**SET PROBLEM**. Select every line below that contains the word "segment", and copy each one. Case matters.
########################################
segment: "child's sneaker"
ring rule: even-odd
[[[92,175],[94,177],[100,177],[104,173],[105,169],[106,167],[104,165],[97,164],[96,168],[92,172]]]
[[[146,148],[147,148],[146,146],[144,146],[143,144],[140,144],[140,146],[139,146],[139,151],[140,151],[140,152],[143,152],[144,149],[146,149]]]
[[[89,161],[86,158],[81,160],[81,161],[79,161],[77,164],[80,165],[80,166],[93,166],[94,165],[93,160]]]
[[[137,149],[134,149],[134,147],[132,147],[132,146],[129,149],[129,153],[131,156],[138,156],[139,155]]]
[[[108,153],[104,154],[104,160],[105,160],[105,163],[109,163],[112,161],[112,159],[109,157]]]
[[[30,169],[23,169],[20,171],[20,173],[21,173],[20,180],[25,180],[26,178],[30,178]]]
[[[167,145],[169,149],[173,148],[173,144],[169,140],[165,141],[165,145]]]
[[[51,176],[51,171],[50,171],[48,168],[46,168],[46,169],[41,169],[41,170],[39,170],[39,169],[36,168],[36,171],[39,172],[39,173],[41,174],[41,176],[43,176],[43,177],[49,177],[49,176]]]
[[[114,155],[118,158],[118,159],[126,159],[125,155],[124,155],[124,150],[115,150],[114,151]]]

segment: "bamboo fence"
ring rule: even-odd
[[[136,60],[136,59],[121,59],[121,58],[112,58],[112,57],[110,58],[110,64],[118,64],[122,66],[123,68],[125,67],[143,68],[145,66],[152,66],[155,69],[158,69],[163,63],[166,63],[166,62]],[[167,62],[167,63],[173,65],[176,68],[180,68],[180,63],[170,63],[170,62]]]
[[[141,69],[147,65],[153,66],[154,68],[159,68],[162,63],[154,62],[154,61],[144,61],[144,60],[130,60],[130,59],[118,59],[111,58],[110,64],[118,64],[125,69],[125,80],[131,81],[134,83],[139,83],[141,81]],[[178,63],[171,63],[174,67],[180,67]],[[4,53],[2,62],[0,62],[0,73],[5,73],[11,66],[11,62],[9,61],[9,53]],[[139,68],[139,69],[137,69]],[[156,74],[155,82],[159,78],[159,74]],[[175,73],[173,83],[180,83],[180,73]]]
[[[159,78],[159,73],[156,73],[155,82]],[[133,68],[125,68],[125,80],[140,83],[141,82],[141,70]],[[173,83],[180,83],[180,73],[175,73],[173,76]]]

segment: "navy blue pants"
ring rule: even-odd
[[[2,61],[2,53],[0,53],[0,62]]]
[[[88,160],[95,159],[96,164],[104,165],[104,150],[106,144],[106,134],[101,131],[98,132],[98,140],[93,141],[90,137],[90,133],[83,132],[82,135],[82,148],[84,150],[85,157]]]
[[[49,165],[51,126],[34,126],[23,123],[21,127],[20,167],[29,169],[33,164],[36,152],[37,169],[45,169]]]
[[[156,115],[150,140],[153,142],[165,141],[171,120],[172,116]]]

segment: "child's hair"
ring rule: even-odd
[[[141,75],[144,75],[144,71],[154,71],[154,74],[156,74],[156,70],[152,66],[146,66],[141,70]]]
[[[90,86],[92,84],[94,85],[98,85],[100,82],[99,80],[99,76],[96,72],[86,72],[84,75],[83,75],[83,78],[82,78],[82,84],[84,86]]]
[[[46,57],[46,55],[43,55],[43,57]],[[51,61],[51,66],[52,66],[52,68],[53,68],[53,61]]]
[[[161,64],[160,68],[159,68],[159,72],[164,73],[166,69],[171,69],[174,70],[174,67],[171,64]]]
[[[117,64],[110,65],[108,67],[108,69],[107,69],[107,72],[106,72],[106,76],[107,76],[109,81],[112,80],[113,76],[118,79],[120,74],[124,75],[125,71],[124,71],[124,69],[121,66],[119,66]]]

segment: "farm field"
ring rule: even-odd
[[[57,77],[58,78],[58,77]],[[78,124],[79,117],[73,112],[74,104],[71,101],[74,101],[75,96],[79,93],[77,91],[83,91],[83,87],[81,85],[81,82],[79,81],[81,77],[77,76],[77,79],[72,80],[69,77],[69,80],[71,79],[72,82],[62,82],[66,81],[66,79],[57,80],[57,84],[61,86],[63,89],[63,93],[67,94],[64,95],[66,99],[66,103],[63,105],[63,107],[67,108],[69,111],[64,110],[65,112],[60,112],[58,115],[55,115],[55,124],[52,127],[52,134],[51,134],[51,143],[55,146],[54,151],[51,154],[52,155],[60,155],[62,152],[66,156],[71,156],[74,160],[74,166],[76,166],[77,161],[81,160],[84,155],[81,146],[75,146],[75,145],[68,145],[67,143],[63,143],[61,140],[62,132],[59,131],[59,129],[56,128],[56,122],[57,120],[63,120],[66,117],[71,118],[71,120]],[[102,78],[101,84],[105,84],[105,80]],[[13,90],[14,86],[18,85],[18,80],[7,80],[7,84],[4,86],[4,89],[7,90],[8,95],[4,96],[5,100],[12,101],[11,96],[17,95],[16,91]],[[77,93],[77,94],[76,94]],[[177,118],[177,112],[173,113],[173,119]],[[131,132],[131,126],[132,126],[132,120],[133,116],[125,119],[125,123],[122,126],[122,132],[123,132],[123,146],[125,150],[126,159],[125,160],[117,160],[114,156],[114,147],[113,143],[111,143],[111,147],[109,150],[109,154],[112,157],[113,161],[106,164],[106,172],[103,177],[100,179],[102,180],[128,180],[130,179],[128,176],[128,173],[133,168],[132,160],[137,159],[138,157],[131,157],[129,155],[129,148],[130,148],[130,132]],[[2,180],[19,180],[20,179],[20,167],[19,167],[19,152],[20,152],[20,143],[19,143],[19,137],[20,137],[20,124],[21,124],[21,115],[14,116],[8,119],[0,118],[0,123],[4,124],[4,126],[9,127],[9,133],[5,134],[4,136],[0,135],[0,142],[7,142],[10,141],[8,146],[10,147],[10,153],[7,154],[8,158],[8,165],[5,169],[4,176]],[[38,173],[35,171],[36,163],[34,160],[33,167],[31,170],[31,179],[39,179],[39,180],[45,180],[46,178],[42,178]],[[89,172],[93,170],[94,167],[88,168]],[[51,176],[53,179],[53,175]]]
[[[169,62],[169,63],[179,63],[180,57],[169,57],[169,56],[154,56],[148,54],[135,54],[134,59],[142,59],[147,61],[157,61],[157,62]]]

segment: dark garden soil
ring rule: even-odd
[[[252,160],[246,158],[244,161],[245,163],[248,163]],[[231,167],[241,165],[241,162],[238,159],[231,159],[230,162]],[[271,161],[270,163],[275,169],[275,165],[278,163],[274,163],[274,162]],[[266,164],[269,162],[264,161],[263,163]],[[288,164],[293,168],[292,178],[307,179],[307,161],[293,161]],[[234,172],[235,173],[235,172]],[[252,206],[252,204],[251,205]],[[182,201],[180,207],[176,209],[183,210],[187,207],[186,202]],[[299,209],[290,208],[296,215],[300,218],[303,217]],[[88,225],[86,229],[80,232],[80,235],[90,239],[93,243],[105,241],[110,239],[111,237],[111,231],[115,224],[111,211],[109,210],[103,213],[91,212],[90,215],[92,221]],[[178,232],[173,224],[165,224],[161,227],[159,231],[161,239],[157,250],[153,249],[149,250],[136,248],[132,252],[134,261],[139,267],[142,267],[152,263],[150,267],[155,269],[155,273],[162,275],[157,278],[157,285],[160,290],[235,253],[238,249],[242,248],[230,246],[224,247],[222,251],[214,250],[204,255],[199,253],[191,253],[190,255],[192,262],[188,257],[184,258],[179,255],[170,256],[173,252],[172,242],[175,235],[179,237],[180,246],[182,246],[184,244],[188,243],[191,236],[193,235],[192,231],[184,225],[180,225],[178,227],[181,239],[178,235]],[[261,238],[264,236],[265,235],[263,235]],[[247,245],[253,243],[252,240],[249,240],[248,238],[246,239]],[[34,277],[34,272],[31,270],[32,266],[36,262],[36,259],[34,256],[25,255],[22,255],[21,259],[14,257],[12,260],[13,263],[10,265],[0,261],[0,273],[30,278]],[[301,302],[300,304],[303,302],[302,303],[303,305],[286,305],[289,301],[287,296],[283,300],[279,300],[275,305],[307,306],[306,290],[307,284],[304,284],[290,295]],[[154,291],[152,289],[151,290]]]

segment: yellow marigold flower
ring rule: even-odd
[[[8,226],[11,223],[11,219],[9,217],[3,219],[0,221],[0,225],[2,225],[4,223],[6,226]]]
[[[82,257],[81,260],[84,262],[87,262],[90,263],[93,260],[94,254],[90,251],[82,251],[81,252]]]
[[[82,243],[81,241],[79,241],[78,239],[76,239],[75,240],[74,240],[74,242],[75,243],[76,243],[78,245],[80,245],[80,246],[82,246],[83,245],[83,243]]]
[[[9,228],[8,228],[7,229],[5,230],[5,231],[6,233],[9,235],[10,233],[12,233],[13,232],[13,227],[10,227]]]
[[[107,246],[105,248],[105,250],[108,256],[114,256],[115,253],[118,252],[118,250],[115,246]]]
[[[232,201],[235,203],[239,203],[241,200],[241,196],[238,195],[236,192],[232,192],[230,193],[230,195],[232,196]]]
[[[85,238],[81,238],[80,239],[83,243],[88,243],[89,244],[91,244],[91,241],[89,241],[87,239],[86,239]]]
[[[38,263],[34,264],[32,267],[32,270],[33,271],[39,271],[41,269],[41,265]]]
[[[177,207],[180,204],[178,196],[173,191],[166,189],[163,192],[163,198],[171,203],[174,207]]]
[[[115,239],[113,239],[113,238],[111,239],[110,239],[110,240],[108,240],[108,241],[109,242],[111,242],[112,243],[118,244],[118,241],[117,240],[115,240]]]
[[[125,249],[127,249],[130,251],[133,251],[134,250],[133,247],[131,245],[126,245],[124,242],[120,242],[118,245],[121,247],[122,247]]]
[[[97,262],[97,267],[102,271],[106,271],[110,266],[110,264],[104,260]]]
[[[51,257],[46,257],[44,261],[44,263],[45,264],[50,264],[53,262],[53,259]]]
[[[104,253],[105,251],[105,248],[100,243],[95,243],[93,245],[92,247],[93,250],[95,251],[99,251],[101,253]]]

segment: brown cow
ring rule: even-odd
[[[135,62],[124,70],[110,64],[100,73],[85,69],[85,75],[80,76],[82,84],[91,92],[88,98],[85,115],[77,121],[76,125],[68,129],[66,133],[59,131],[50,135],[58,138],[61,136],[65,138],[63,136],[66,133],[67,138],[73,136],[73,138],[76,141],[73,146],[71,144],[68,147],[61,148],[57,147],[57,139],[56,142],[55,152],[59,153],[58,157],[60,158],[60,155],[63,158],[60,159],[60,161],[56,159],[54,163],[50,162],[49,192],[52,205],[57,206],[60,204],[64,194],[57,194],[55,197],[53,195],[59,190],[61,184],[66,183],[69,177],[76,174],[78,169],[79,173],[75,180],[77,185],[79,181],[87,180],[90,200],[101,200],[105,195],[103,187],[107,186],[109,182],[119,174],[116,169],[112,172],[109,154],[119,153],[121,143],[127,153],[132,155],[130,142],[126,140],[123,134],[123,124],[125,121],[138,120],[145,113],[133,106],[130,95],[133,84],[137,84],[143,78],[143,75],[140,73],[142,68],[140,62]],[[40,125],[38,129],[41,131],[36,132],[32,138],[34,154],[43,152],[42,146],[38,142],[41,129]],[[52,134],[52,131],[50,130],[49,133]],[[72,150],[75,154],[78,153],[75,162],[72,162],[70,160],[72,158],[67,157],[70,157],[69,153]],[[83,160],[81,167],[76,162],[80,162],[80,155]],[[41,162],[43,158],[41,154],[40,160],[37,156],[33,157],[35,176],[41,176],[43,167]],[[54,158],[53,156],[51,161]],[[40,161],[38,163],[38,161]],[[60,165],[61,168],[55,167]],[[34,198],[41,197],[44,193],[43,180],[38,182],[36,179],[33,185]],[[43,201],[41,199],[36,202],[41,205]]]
########################################
**WRITTEN RESPONSE**.
segment: "child's sneaker"
segment: "bamboo fence"
segment: "navy blue pants"
segment: "child's hair"
segment: "farm field"
segment: dark garden soil
segment: yellow marigold flower
segment: brown cow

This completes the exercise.